Merek harus mengikuti perkembangan media sosial agar bisa memanfaatkannya dengan maksimal. Selain harus melakukan targeting, merek harus bisa memanfaatkan momen ketika akan merilis sebuah kampanye marketing.
Di tengah usianya yang tak lagi muda, Aqua terus menselaraskan mereknya dengan perkembangan media sosial. Air Minum Dalam Kemasan (AMDK) milik Danone itu semakin serius menggarap kanal di media sosial sejak tahun 2011. Sebagai merek masif, kemunculan Aqua di jagat media sosial merupakan cara mereknya berkomunikasi dengan semua target grup audiens, baik ibu-ibu, ayah, orang dewasa, dan anak muda.
Ada empat jenis media sosial yang digunakan oleh Aqua, yaitu Facebook, Instagram, Twitter, dan YouTube. Alasannya, keempat media sosial ini adalah yang terbesar dari segi jumlah pengguna di Indonesia.
“We need to keep our brand closer. Melalui media sosial, Aqua ingin berbicara ke semua target audiens-nya,” jelas Gistang Richard Panutur, Senior Marketing Manager Danone Aqua.
Menurut Gistang, setiap media sosial mengalami berbagai perubahan, baik dari segi tampilan, maupun segi fungsi. “Dulu, Facebook is about getting follower. Sekarang, ia fokus pada jangkauan. Facebook kini bagai media berbayar. Dan, merek harus turut serta mengamati apa yang mereka lakukan,” terang Gistang.
Begitu juga dengan Twitter yang kini menjadi media engagement dan real time marketing. Sedangkan Instagram dan YouTube berfungsi untuk menyebar konten foto dan video.
“Dari empat tahun lalu, media sosial sudah mengalami perubahan. Facebook misalnya, saat kami mulai, semua brand berlomba-lomba untuk memperoleh follower. Sekarang, sudah tidak lagi. Facebook mulai memposisikan dirinya sebagai platform konten video,” jelasnya.
Karena itu, penting bagi Aqua untuk tahu update terbaru dari media sosial. “Kami harus dekat ke mereka, harus punya akses ke tim Facebook dan lainnya. Agar tahu evolusi dari setiap platform itu,” ujarnya. Selanjutnya pihaknya harus komit dengan perubahan yang terjadi di media sosial.
Pasalnya, setiap media sosial yang dimiliki Aqua memiliki fungsi dan target audiens yang berbeda-beda. Untuk target anak muda, konten yaang dibuat harus lebih engaging. “Kalau mau berbicara kepada para ibu, kami lebih menggunakan Facebook karena ibu lebih bermain Facebook,” papar Gistang.

▬▬▬▬▬▬▬▬▬▬

**Langkah yang Diperlukan:**
1/ Jawab pertanyaan berikut berdasarkan teks bacaan:
(a) Sejak tahun berapa Aqua semakin serius menggarap kanal di media sosial?
(b) Apa jabatan Gistang Richard Panutur?
(c) Media sosial apa yang lebih digunakan Aqua untuk berbicara kepada para ibu?
2/ Salin persis bagian teks bacaan yang dimulai pada kata-kata "Menurut Gistang, setiap" dan berakhir setelah "foto dan video.".

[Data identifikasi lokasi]

▬▬▬▬▬▬▬▬▬▬

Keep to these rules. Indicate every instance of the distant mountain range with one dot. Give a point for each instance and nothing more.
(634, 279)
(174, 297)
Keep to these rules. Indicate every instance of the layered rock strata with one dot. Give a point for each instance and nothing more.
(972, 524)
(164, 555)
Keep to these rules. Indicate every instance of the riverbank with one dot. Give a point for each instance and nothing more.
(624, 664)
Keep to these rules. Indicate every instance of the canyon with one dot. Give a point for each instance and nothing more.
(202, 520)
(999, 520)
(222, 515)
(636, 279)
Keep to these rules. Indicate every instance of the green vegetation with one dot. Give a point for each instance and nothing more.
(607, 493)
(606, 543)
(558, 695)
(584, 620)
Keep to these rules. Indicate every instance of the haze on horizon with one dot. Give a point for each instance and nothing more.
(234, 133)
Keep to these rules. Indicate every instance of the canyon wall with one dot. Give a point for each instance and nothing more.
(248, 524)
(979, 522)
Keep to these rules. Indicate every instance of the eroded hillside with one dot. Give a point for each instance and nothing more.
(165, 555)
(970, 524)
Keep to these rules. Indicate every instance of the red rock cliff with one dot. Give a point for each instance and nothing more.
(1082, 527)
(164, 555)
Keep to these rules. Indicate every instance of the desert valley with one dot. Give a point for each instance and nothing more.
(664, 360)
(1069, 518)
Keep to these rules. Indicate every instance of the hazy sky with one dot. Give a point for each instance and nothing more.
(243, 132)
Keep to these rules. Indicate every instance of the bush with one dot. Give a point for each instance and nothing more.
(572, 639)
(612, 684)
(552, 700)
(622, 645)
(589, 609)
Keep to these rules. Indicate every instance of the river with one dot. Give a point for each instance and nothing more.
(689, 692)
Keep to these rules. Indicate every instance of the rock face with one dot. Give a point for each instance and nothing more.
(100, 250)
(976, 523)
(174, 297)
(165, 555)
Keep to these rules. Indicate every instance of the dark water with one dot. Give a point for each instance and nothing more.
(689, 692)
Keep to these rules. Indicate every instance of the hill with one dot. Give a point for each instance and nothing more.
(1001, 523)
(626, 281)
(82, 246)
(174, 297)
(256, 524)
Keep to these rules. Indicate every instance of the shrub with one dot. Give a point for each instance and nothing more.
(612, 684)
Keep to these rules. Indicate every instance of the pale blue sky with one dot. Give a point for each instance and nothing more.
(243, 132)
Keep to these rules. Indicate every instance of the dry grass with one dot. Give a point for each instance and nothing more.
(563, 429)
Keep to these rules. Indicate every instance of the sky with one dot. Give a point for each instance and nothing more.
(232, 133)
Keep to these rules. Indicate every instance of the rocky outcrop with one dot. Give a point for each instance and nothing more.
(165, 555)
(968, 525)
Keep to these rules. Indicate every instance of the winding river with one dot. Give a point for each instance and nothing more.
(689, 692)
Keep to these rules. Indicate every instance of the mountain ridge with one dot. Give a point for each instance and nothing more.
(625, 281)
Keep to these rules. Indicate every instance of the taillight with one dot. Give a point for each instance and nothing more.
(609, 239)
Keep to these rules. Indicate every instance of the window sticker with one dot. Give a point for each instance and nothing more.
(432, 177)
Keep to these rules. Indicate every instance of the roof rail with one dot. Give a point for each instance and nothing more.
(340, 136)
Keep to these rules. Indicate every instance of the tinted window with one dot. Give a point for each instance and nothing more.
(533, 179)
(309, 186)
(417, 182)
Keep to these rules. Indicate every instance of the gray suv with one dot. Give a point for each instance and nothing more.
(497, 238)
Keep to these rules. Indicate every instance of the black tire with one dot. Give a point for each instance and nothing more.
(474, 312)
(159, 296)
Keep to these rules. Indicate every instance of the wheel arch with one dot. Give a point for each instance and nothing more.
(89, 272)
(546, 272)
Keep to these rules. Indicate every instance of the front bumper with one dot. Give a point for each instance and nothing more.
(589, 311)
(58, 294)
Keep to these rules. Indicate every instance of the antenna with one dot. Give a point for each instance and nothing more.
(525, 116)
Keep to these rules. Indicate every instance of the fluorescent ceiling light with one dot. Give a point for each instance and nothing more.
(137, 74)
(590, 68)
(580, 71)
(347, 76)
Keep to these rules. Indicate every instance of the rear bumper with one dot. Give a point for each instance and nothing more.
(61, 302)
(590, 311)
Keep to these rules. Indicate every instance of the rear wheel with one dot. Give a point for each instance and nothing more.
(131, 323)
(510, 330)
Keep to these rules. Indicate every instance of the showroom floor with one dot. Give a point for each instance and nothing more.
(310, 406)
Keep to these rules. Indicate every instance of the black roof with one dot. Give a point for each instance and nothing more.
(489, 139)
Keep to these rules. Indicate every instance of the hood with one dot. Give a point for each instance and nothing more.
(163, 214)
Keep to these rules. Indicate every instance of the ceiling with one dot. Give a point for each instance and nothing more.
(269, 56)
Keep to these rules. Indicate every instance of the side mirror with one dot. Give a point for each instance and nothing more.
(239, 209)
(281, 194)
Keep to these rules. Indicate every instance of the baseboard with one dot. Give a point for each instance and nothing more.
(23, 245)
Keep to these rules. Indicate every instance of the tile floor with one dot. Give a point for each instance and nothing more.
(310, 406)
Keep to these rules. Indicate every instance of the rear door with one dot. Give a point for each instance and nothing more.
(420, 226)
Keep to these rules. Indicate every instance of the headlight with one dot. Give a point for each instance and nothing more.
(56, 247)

▬▬▬▬▬▬▬▬▬▬

**Jawaban Lengkap:**
1/
(a) Sejak tahun 2011.
(b) Senior Marketing Manager Danone Aqua.
(c) Facebook.

2/
Menurut Gistang, setiap media sosial mengalami berbagai perubahan, baik dari segi tampilan, maupun segi fungsi. “Dulu, Facebook is about getting follower. Sekarang, ia fokus pada jangkauan. Facebook kini bagai media berbayar. Dan, merek harus turut serta mengamati apa yang mereka lakukan,” terang Gistang.
Begitu juga dengan Twitter yang kini menjadi media engagement dan real time marketing. Sedangkan Instagram dan YouTube berfungsi untuk menyebar konten foto dan video.